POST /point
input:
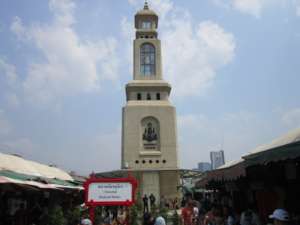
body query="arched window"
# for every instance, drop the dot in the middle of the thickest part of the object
(157, 96)
(147, 59)
(150, 133)
(139, 96)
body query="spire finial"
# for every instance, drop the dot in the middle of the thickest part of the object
(146, 7)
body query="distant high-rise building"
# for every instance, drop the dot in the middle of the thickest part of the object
(217, 159)
(204, 166)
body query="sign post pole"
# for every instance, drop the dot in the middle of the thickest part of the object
(92, 214)
(109, 192)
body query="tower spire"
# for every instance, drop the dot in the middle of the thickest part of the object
(146, 7)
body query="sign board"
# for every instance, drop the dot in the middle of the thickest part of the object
(111, 191)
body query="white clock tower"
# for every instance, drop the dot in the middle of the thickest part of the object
(149, 131)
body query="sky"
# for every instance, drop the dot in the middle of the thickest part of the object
(233, 66)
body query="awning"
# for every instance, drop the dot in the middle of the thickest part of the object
(283, 148)
(43, 183)
(228, 172)
(18, 164)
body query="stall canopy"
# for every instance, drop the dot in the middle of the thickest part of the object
(16, 170)
(283, 148)
(229, 171)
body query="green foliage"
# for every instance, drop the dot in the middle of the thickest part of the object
(133, 215)
(164, 213)
(56, 216)
(73, 215)
(98, 214)
(175, 218)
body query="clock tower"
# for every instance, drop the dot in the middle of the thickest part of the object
(149, 131)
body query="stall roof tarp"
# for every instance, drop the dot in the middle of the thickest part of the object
(282, 148)
(17, 178)
(229, 171)
(20, 165)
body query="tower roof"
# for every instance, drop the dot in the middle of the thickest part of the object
(146, 11)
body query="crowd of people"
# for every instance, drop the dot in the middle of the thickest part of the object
(205, 212)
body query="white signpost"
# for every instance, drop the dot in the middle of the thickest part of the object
(110, 192)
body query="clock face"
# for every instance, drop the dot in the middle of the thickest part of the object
(146, 25)
(147, 59)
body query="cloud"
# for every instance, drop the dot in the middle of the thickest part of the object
(292, 118)
(71, 65)
(5, 126)
(298, 7)
(192, 53)
(236, 133)
(9, 71)
(251, 7)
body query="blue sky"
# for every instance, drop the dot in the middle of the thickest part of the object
(234, 67)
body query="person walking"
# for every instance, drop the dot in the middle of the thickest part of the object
(152, 200)
(187, 213)
(160, 221)
(145, 201)
(250, 217)
(280, 217)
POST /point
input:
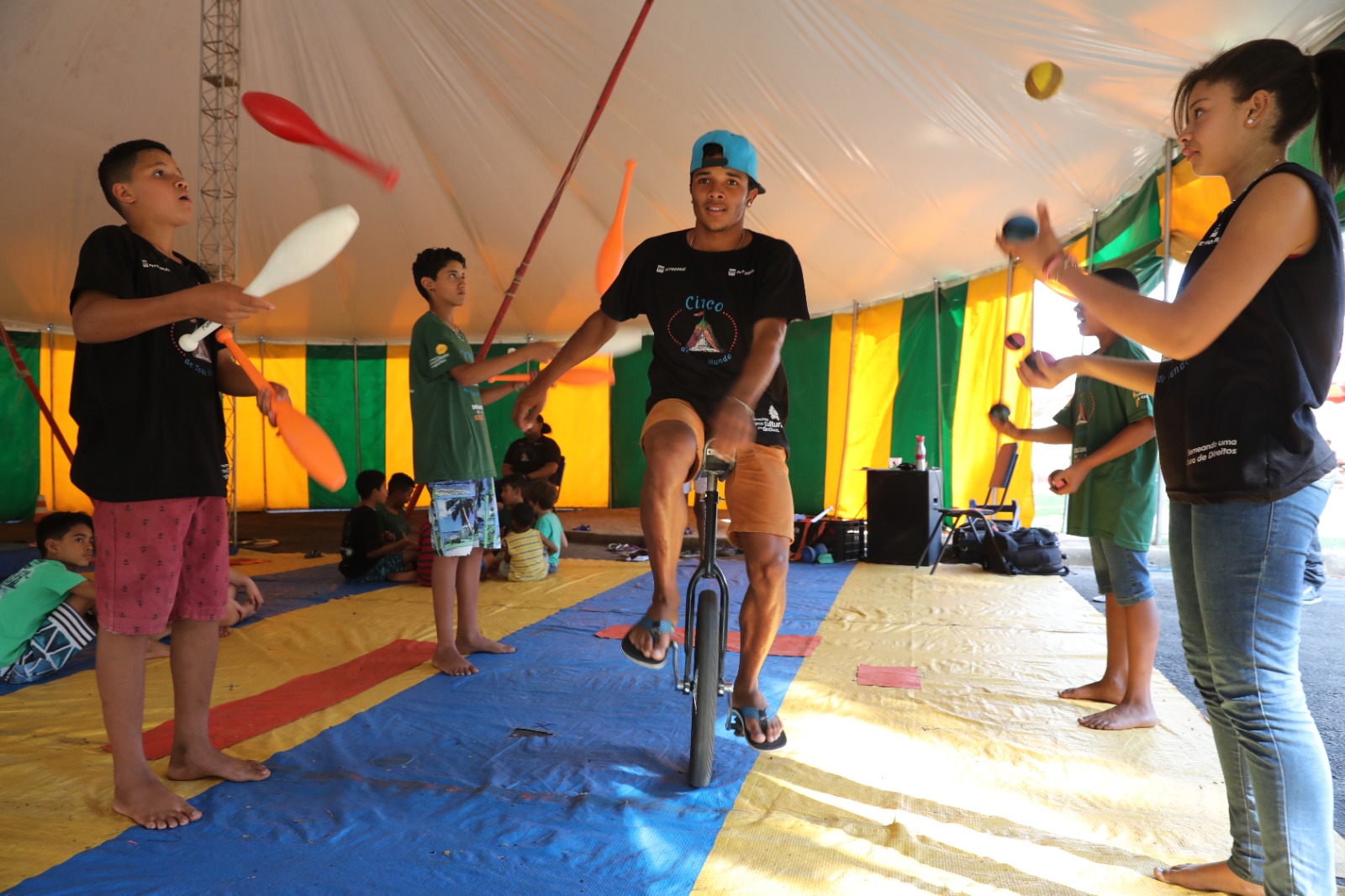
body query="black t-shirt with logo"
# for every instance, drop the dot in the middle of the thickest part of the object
(1235, 423)
(151, 421)
(703, 307)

════════

**TRY IT:** From the first line to the last, write out the data exactly, omitting any pictures.

**TASK SOLUTION:**
POST /point
input:
body query="arched window"
# for every instance, drop the dot in the middle of the thickest part of the object
(157, 96)
(147, 59)
(150, 133)
(139, 96)
body query="spire finial"
# for every instance, drop the dot in the middle of the thickest part of the object
(146, 7)
body query="distant high-rise building"
# for every instance, drop the dot in the middle of the thickest part of the object
(217, 159)
(204, 166)
body query="sign post pole"
# for every instance, drop the dot in the middle of the thickest part of the object
(92, 214)
(109, 192)
body query="tower spire"
# for every instance, drop the dot in the middle of the thickest part of the object
(146, 7)
body query="sign board"
# for every instance, drop the dot in the middle of the thickest part of the object
(111, 191)
body query="white clock tower"
# for every instance, drop the dot in the middle of the thickest part of the object
(149, 131)
body query="sky"
# for every instance, drop the dot in the middle of the thickest part of the object
(233, 66)
body query="awning"
# for every instance, drop the dot in the middle of the thickest part of the object
(283, 148)
(43, 183)
(228, 172)
(18, 164)
body query="stall canopy"
# for every instance, drop the dot in the middle of the thickest part of the object
(16, 170)
(283, 148)
(229, 171)
body query="green foliage"
# for every instance, drop the dot in the middle of the thickest part of the object
(133, 215)
(164, 213)
(56, 216)
(73, 215)
(98, 214)
(175, 218)
body query="clock tower"
# for every instance, drop the dot in the middle of the thickest part of the object
(149, 131)
body query="stall roof tarp"
# for every instance, drop the dot in the middle of the thickest part of the object
(282, 148)
(17, 178)
(229, 171)
(20, 165)
body query="tower roof"
# for every instance, drop the dot in the middle of the thickest part of the object
(146, 11)
body query="crowd of people"
# for every instance, drop the dot in the middle of the thickest part of the object
(205, 212)
body query="white signpost"
# for every instance, drop the dot in the middle of the thickest part of the object
(110, 192)
body query="clock face"
# for every instance, drop the dot in the middle of the thickest part of the object
(146, 25)
(147, 59)
body query="cloud"
# for every instance, drop the dot in the middle of the thickest part of the object
(292, 118)
(71, 65)
(5, 126)
(298, 7)
(192, 53)
(236, 133)
(9, 71)
(251, 7)
body query="blue sky"
# for every instance, drop the dot in the middle of the thickest part of the object
(234, 67)
body query="person walking"
# for every instance, drop the dot in the middle of the thickest part of the object
(152, 200)
(187, 213)
(160, 221)
(145, 201)
(250, 217)
(280, 217)
POST /point
input:
body query="black t-shirt with logo"
# for every instance, drop the dot in the middle of the thickest part of the object
(1235, 423)
(151, 421)
(703, 307)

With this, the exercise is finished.